To do
1. In the news article on the Sljivancanin sentence, change "jail" to "prison" in the passage starting at "Sljivancanin, 57, was" and ending at "established in 1993.", and give that passage again with the change.
2. According to the news article on the Sljivancanin sentence, what sentence did he receive when he was first convicted of torture in September 2007?
3. Using the news article on the Sljivancanin sentence, explain why Judge Meron imposed a new sentence of 10 years for torture.

Warcrimes court cuts Serb's massacre sentence

8th December 2010, Comments 0 comments

The international war crimes court on Wednesday cut seven years from the jail sentence of a Serbian ex-army officer related to the 1991 killing of about 200 people in Vukovar, Croatia.

The International Criminal Court overturned Veselin Sljivancanin's conviction for the murder of people who had taken refuge in a hospital during Croatia's independence war, but imposed a higher sentence for a torture conviction.

Sljivancanin, 57, was convicted of torture in September 2007 and sentenced to five years in jail.

In May 2009 this was increased to 17 years in jail on appeal when he was also convicted of murder.

Judge Theodor Meron quashed the second conviction after new evidence was presented to the court, in a first for The Hague-based court established in 1993.

"The Appeals Chamber vacates the additional conviction for murder," Meron said.

He imposed a new sentence of 10 years for torture, saying the initial five-year sentence "did not adequately reflect the level of gravity of these crimes".

The charges relate to the massacre of about 200 Croat and non-Serb men who were among hundreds of people who had taken refuge at a hospital when Vukovar came under siege by Serb forces at the start of the 1991-1995 war.

Given records
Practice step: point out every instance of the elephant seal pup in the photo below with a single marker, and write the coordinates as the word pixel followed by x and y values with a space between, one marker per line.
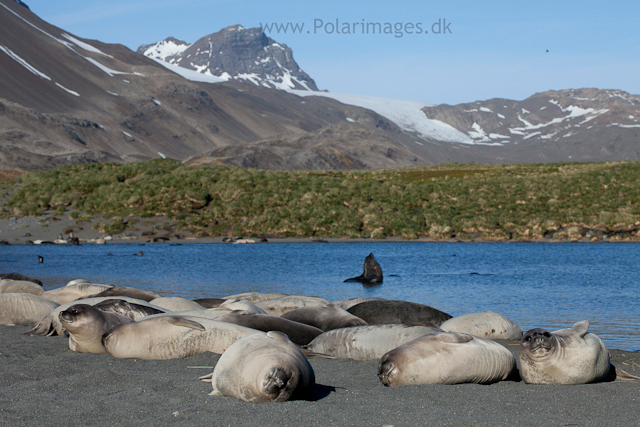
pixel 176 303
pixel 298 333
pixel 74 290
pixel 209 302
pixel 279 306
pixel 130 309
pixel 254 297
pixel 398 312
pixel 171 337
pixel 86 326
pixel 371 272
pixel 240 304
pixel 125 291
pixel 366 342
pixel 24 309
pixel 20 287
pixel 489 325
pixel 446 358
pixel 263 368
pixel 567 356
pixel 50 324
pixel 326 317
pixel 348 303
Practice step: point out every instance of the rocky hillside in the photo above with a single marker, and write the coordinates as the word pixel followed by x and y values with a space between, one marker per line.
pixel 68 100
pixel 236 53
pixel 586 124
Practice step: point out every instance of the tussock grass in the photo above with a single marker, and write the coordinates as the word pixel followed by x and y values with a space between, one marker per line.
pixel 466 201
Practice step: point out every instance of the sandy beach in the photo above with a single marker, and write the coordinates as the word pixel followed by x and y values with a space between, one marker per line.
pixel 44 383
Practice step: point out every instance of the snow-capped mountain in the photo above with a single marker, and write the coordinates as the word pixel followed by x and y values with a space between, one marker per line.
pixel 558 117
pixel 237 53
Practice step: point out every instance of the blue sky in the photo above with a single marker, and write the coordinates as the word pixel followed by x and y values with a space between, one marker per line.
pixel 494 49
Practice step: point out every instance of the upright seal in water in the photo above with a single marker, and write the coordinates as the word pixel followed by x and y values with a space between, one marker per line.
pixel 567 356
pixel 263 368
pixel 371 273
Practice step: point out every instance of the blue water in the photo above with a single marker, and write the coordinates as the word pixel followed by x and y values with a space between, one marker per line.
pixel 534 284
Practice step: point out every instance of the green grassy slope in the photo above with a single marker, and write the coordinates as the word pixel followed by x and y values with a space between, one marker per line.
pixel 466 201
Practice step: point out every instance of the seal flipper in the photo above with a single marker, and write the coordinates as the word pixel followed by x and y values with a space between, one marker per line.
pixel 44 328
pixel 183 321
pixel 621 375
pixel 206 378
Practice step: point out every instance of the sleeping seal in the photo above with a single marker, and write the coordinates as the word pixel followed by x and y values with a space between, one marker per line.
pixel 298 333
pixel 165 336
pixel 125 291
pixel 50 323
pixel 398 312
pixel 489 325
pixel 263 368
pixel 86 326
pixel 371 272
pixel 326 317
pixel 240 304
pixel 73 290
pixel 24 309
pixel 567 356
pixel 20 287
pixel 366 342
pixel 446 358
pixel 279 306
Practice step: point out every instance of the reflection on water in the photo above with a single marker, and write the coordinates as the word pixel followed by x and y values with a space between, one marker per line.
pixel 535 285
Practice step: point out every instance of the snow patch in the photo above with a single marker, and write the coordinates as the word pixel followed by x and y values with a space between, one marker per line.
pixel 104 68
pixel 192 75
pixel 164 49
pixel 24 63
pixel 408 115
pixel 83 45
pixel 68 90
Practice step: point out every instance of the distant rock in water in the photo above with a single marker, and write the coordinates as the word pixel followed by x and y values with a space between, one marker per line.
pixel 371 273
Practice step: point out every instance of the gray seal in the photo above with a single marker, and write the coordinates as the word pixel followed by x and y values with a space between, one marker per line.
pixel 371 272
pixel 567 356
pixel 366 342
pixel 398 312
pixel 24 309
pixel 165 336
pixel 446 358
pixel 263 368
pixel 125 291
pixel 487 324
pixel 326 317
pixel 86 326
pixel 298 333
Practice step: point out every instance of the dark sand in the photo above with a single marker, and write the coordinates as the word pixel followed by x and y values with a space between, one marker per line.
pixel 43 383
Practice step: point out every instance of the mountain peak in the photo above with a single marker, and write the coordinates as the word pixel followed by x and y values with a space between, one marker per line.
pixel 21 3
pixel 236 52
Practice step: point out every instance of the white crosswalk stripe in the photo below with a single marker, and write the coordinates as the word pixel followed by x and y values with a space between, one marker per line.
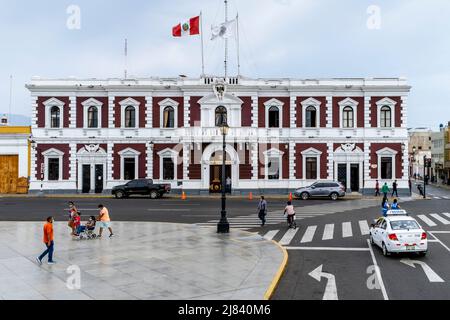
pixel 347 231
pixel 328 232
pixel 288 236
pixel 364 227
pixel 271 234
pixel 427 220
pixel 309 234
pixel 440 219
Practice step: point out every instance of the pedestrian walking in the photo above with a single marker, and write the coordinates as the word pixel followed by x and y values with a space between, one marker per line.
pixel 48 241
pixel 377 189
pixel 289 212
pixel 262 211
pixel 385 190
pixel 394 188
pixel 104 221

...

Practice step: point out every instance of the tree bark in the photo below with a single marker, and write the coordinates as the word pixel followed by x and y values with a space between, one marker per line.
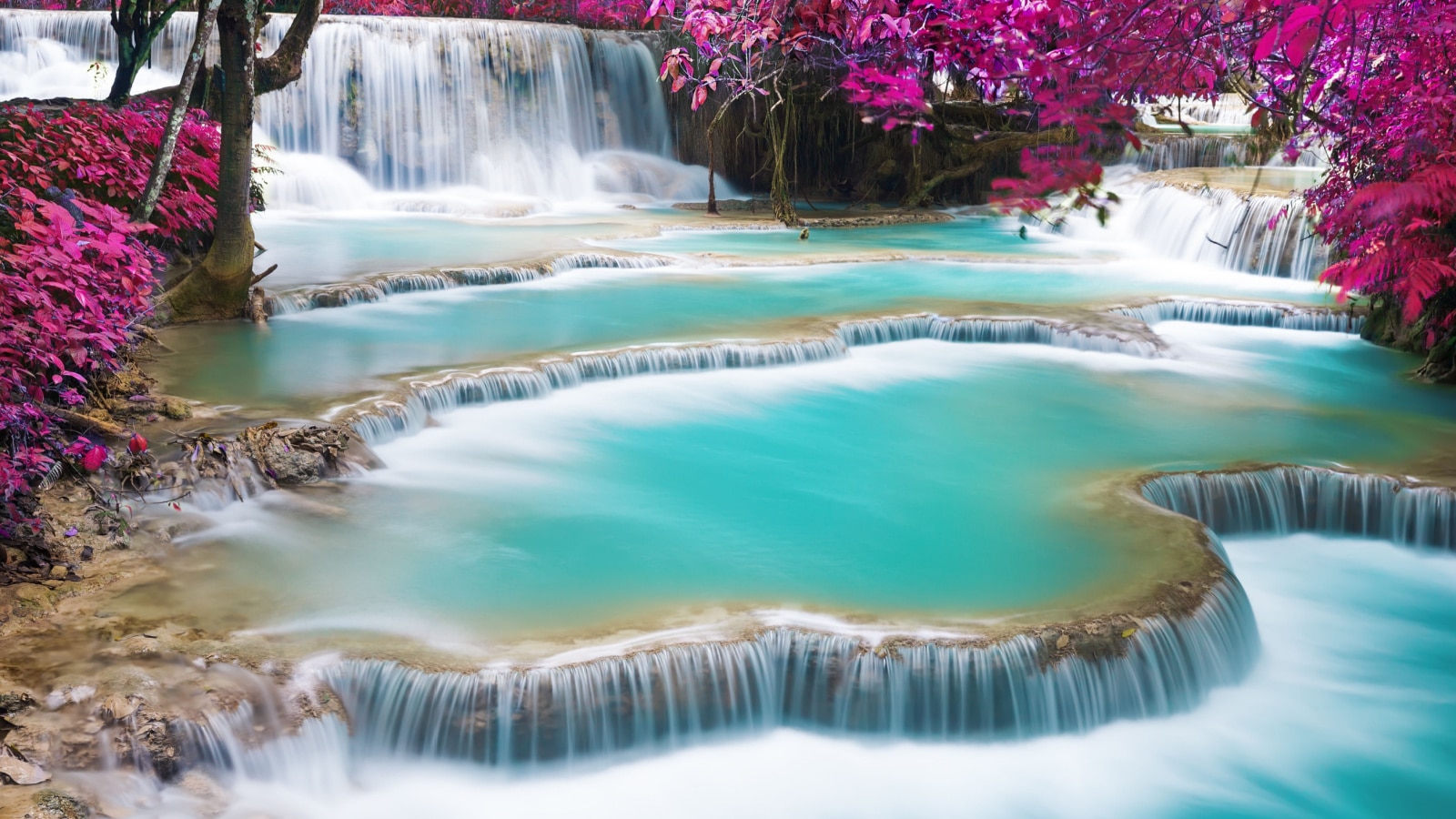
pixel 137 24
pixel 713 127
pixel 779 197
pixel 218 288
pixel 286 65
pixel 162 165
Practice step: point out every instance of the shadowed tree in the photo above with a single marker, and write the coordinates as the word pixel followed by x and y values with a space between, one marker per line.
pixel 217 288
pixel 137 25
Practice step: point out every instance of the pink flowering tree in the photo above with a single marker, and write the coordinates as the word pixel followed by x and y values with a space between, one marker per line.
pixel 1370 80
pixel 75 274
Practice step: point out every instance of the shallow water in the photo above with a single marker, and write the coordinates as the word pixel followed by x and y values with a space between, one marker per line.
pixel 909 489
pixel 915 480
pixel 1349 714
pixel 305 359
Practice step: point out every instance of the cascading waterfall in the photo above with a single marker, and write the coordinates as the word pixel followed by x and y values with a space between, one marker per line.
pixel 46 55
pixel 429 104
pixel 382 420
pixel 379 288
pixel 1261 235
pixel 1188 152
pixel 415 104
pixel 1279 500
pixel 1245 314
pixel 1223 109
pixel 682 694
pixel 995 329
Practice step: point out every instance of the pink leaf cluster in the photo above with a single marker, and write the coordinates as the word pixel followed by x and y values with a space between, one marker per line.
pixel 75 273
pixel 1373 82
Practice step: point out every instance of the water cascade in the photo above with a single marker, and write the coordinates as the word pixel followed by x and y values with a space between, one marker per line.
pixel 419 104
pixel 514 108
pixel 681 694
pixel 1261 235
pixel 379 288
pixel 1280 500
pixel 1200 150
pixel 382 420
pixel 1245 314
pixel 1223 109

Answers for the tasks
1.
Sljivancanin, 57, was convicted of torture in September 2007 and sentenced to five years in prison.

In May 2009 this was increased to 17 years in prison on appeal when he was also convicted of murder.

Judge Theodor Meron quashed the second conviction after new evidence was presented to the court, in a first for The Hague-based court established in 1993.

2. He was sentenced to five years in jail.

3. Meron said the initial five-year sentence "did not adequately reflect the level of gravity of these crimes."